• DIRECTIONS FOR THIS TASK: Starting at the beginning of the material and ending at the line containing "<point>80,157</point>", reproduce every line, shifting each coordinate in the answer points up by 111 and leaving the sample points unchanged.

• EXTRACTED INFORMATION:
┄┄┄┄┄┄┄┄┄┄
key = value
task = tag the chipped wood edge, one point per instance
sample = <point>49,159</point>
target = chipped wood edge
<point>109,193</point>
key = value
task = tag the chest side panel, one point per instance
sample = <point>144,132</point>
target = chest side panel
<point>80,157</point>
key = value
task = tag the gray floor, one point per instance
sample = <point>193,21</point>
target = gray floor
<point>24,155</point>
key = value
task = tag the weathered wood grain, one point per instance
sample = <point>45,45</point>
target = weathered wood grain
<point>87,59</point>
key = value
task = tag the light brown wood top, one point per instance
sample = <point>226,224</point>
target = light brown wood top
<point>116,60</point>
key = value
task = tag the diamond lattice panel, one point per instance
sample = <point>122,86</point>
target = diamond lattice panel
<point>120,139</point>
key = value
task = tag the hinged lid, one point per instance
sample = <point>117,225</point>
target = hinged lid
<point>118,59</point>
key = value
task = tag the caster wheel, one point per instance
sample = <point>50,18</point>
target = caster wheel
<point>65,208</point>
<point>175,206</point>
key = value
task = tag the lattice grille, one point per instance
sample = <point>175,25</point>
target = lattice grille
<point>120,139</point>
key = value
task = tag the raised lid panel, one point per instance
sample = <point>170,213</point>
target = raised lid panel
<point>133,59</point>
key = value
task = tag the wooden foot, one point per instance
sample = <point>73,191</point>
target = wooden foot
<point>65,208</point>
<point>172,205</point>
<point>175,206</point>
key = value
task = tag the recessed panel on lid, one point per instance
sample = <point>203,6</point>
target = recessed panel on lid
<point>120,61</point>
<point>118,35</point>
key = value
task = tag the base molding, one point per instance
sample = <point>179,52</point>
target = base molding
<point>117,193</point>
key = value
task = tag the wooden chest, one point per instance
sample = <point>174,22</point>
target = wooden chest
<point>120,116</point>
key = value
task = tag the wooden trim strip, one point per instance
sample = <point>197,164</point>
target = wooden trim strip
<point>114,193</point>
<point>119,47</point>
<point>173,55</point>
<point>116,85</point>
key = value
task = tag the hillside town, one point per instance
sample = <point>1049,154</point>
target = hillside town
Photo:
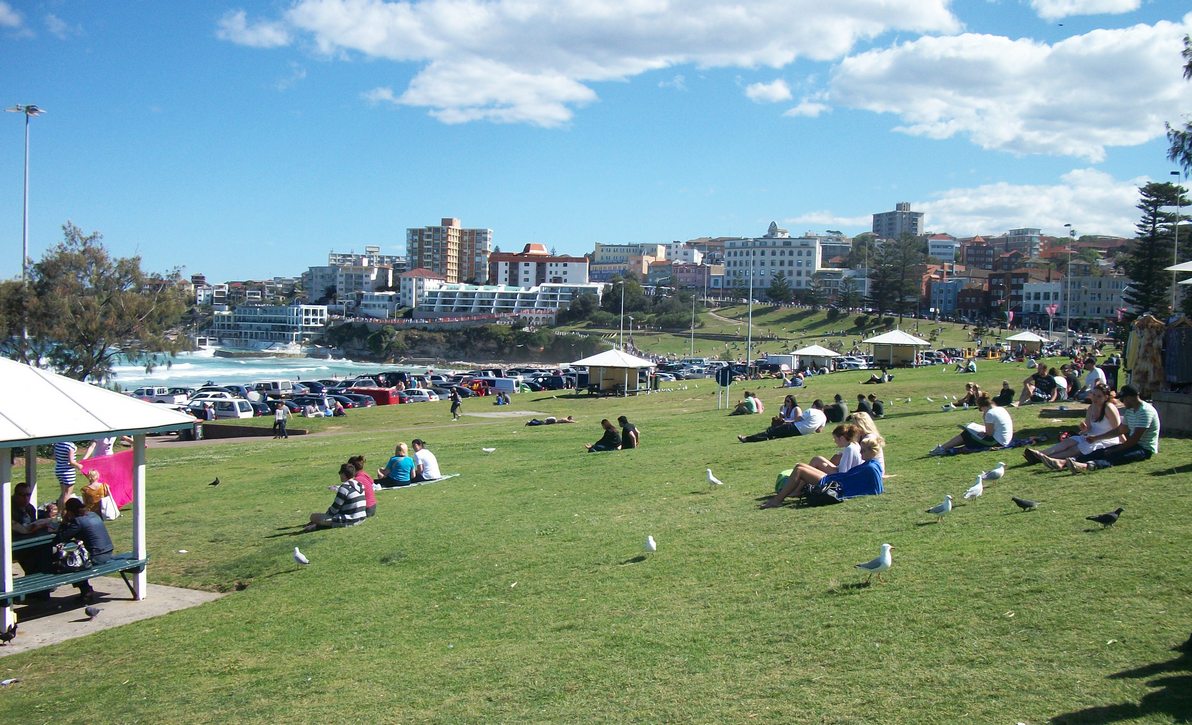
<point>452,274</point>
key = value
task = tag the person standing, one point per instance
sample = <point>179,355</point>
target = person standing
<point>455,403</point>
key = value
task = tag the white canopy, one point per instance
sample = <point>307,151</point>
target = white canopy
<point>898,338</point>
<point>815,351</point>
<point>614,358</point>
<point>1026,336</point>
┄┄┄┄┄┄┄┄┄┄
• REPLY TO THE TASK:
key = value
task = tag the chipped wood edge, one point per instance
sample = <point>49,159</point>
target = chipped wood edge
<point>220,304</point>
key = value
task = tag the chest side panel, one point per instance
sample = <point>144,132</point>
target = chest side panel
<point>191,268</point>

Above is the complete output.